* _Records from a dataset_
※
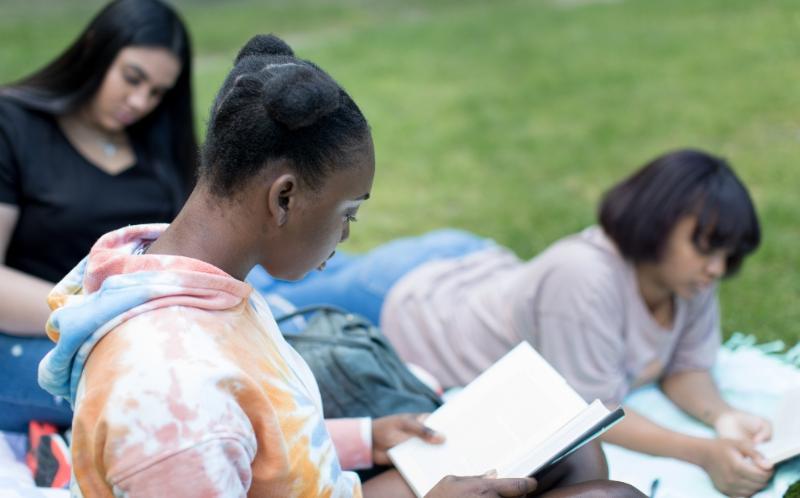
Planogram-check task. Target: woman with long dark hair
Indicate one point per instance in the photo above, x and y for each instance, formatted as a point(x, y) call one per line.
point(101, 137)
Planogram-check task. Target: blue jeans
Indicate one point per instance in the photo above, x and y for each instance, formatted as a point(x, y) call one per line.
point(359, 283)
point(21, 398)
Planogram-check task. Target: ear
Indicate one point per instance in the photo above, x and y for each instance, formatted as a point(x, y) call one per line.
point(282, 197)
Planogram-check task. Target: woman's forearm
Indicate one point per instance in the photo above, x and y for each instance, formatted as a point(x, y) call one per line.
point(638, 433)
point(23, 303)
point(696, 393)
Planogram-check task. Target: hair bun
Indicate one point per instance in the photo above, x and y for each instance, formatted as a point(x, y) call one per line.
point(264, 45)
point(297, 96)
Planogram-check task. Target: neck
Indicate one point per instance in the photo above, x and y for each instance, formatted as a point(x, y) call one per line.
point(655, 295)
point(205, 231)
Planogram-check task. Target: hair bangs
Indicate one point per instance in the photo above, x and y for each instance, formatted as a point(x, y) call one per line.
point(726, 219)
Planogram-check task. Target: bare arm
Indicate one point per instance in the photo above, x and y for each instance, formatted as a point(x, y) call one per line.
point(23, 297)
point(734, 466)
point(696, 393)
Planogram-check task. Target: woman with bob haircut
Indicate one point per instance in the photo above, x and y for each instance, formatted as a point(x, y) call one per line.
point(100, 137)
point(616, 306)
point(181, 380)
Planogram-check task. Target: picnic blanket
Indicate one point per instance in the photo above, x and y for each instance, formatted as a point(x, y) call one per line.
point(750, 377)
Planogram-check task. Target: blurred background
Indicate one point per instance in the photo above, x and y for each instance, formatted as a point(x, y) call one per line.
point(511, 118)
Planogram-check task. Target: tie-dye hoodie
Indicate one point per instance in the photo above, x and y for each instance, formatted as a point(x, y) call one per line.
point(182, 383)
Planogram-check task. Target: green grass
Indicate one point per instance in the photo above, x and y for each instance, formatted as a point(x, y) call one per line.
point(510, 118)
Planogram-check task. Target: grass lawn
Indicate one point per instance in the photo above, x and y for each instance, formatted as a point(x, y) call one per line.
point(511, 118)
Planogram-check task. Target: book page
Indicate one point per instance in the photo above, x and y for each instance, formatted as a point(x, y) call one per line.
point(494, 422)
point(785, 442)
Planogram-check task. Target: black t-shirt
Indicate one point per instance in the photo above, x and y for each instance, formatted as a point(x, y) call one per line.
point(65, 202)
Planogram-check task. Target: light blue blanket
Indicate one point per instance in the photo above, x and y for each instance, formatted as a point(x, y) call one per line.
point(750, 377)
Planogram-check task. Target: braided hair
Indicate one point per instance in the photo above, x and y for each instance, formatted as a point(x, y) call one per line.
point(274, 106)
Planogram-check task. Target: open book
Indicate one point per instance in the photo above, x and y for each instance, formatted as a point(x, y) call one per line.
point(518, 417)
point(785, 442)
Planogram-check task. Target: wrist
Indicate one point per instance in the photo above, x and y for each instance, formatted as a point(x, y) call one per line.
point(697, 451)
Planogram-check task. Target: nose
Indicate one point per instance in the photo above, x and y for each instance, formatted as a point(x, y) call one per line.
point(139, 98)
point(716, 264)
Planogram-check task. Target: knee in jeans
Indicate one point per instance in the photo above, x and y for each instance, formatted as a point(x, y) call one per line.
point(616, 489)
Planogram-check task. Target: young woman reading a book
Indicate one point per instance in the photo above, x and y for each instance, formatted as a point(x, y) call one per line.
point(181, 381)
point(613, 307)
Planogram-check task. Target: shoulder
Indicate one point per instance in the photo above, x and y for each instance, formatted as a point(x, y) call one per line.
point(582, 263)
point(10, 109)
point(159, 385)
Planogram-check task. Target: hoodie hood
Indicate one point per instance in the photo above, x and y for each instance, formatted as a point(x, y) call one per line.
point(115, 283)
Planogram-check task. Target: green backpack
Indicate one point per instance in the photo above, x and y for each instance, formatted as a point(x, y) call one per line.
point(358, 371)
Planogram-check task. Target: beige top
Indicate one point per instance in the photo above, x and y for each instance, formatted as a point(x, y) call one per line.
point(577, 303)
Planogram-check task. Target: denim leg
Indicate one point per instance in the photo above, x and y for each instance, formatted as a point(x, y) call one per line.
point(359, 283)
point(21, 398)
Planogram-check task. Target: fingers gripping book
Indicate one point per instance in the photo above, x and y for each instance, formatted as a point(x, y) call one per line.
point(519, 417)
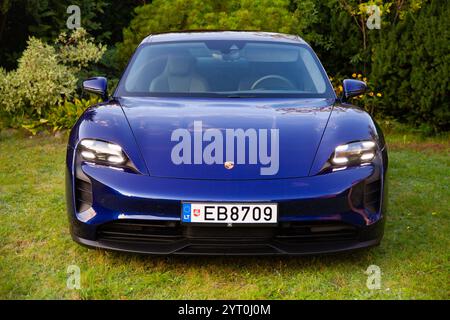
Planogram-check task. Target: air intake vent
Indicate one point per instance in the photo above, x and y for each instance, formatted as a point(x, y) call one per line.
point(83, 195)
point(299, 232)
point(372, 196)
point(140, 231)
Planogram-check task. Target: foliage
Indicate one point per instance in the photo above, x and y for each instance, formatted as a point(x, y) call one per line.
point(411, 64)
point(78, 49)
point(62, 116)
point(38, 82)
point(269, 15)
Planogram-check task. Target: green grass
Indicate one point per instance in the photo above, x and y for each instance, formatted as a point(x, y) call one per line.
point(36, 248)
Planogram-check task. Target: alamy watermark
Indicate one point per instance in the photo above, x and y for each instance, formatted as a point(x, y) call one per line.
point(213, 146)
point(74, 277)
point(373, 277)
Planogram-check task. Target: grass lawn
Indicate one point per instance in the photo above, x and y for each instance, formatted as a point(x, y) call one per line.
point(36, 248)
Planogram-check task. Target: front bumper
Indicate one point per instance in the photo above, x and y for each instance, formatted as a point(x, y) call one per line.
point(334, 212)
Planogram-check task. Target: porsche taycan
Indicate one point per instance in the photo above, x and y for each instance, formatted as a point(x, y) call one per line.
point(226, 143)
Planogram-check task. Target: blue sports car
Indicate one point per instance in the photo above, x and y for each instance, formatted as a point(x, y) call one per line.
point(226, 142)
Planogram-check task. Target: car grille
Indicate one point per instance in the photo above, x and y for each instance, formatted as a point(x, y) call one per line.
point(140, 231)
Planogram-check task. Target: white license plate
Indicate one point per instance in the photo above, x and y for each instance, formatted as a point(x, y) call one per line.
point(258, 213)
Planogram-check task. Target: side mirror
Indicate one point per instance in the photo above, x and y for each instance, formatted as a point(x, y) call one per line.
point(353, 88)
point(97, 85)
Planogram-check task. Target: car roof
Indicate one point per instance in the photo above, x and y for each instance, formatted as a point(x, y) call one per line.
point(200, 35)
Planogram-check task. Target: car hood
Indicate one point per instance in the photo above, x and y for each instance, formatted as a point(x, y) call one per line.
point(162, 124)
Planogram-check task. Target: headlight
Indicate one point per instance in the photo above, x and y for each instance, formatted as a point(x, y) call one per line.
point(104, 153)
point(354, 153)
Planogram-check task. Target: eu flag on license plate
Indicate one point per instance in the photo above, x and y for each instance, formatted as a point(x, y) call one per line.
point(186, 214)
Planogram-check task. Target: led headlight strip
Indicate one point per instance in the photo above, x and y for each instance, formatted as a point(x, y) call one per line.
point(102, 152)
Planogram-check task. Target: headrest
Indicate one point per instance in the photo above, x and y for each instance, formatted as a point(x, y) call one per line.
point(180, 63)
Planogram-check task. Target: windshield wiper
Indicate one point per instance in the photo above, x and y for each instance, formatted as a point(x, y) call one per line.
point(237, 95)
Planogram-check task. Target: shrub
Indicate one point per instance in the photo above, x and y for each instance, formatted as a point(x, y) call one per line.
※
* _What needs to be done_
Your task is to copy each line of the data above that holds "blanket".

* _Answer space_
Planogram-check task. Target: picnic blanket
Planogram-check task. Target: light blue blanket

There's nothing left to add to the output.